▶ [STATED EXERCISE]:
Set down, in full, every record in the block.

## Start TASK MATERIAL

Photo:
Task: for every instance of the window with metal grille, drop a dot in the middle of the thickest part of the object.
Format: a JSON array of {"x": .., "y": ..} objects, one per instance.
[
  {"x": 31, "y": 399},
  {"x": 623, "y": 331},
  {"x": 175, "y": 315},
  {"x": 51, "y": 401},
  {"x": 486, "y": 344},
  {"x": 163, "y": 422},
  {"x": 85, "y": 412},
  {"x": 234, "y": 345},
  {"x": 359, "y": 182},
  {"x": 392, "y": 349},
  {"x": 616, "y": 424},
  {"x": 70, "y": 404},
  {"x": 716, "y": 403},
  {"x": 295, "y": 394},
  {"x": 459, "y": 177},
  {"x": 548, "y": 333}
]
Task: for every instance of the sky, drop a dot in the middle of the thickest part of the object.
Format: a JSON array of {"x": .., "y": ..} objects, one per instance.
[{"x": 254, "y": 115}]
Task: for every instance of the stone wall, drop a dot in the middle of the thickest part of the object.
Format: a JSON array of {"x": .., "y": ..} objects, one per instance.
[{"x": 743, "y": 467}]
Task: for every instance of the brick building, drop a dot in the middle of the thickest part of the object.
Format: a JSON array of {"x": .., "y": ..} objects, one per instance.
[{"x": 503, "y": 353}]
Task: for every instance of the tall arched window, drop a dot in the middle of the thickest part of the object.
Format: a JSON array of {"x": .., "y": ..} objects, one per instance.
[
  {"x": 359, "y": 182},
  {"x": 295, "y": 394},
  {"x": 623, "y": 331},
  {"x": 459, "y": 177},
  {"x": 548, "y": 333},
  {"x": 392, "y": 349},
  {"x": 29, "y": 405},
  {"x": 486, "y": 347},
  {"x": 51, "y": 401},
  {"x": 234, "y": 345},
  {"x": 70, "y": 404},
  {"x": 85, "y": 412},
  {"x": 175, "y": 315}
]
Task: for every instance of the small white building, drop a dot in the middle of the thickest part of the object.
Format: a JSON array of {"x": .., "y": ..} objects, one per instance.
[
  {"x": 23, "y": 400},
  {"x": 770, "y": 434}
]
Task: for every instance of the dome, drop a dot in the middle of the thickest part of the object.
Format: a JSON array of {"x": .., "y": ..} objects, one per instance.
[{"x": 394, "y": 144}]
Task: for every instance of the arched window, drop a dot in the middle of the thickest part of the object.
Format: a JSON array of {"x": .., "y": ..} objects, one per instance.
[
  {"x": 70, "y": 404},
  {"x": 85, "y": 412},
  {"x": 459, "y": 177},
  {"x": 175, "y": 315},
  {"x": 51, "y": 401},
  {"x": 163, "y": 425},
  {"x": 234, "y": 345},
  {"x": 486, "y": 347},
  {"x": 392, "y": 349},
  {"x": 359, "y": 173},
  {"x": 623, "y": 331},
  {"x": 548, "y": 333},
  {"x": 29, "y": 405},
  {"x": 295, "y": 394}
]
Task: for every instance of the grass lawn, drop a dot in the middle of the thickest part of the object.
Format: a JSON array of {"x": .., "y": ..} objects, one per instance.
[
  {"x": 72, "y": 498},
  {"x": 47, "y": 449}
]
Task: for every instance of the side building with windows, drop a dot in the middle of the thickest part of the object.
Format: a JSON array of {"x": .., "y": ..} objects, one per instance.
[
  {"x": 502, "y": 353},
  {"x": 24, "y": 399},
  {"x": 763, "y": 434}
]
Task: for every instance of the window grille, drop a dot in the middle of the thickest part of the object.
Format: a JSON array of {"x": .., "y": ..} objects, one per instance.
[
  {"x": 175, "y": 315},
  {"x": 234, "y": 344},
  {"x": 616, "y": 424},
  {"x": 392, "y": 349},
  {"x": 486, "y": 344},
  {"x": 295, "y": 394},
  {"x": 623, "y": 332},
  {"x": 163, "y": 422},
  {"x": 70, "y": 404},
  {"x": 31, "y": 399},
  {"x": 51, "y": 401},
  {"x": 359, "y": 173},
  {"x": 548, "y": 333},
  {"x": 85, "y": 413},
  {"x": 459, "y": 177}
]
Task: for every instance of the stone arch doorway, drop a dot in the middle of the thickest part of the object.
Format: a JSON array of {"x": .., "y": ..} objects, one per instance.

## End TASK MATERIAL

▶ [RESPONSE TO THE TASK]:
Photo:
Task: for every instance of the window with metal grille, drop a dot in the middle of the thickest part of the object.
Format: a JSON array of {"x": .., "y": ..} objects, one per instance.
[
  {"x": 31, "y": 399},
  {"x": 623, "y": 331},
  {"x": 175, "y": 315},
  {"x": 51, "y": 401},
  {"x": 486, "y": 344},
  {"x": 163, "y": 422},
  {"x": 85, "y": 412},
  {"x": 234, "y": 345},
  {"x": 359, "y": 182},
  {"x": 392, "y": 349},
  {"x": 616, "y": 424},
  {"x": 70, "y": 404},
  {"x": 716, "y": 403},
  {"x": 295, "y": 394},
  {"x": 459, "y": 177},
  {"x": 548, "y": 333}
]
Task: for every instance of the sky, drop a dot in the middle of the thickest part of the object.
Format: a JSON array of {"x": .., "y": ..} objects, one per instance.
[{"x": 254, "y": 115}]
Task: for every instance of the stone wall, drop a dot in the middle of the thickest part of the object.
Format: a JSON array of {"x": .., "y": ..} objects, one per instance.
[{"x": 743, "y": 467}]
Task: for every instance of the brick building, drop a dot in the middle of the thickest part of the object.
Format: a JSON array of {"x": .., "y": ..} objects, one per instance.
[{"x": 503, "y": 353}]
Task: for every instance of the tall arched window, drop a dot in the middle of the thickest part of the object.
Format: a JSON array of {"x": .., "y": ..} objects, one per instance.
[
  {"x": 359, "y": 182},
  {"x": 295, "y": 394},
  {"x": 623, "y": 331},
  {"x": 459, "y": 177},
  {"x": 548, "y": 333},
  {"x": 392, "y": 349},
  {"x": 29, "y": 405},
  {"x": 486, "y": 347},
  {"x": 51, "y": 401},
  {"x": 234, "y": 345},
  {"x": 70, "y": 404},
  {"x": 85, "y": 412},
  {"x": 175, "y": 315}
]
Task: for every instance of the small white building, drop a dot in the middle of the thickest part of the object.
Format: a JSON array of {"x": .., "y": ..} objects, one per instance.
[
  {"x": 23, "y": 400},
  {"x": 770, "y": 434}
]
Task: for every instance of the dome, drop a dot in the middle of the thickest part of the object.
Format: a JSON array of {"x": .., "y": ..} objects, one per instance.
[{"x": 394, "y": 144}]
Task: for every instance of the arched window, drop a dot in the middle of the thickest part of the object.
Format: a JSON array of {"x": .., "y": ..} objects, one per instance.
[
  {"x": 70, "y": 404},
  {"x": 85, "y": 412},
  {"x": 459, "y": 177},
  {"x": 175, "y": 315},
  {"x": 51, "y": 401},
  {"x": 163, "y": 425},
  {"x": 234, "y": 345},
  {"x": 486, "y": 347},
  {"x": 392, "y": 349},
  {"x": 359, "y": 173},
  {"x": 623, "y": 331},
  {"x": 548, "y": 333},
  {"x": 29, "y": 405},
  {"x": 295, "y": 394}
]
Task: for every instance of the grass lawn, drop a dot in the middle of the thickest part of the object.
Format: a JSON array of {"x": .., "y": ..} objects, one per instance.
[
  {"x": 72, "y": 498},
  {"x": 47, "y": 449}
]
Task: for every instance of the side building with windows, drop a dot in the middle of the thickest part of the object.
Format: a JSON array of {"x": .., "y": ..} objects, one per instance.
[
  {"x": 502, "y": 353},
  {"x": 24, "y": 399},
  {"x": 763, "y": 434}
]
Task: for every instance of the window grille, drop a dot in the middle of the thickest part of the object.
Format: a JSON array of {"x": .., "y": ..} objects, one per instance.
[
  {"x": 175, "y": 315},
  {"x": 234, "y": 344},
  {"x": 616, "y": 424},
  {"x": 392, "y": 349},
  {"x": 486, "y": 344},
  {"x": 295, "y": 394},
  {"x": 623, "y": 332},
  {"x": 163, "y": 422},
  {"x": 70, "y": 404},
  {"x": 31, "y": 399},
  {"x": 51, "y": 401},
  {"x": 359, "y": 173},
  {"x": 548, "y": 333},
  {"x": 85, "y": 413},
  {"x": 459, "y": 177}
]
Task: for every instance of the stone arch doorway, drop a dot in the middle of the thickest part of the object.
Format: a JSON array of {"x": .., "y": ..} objects, one per instance.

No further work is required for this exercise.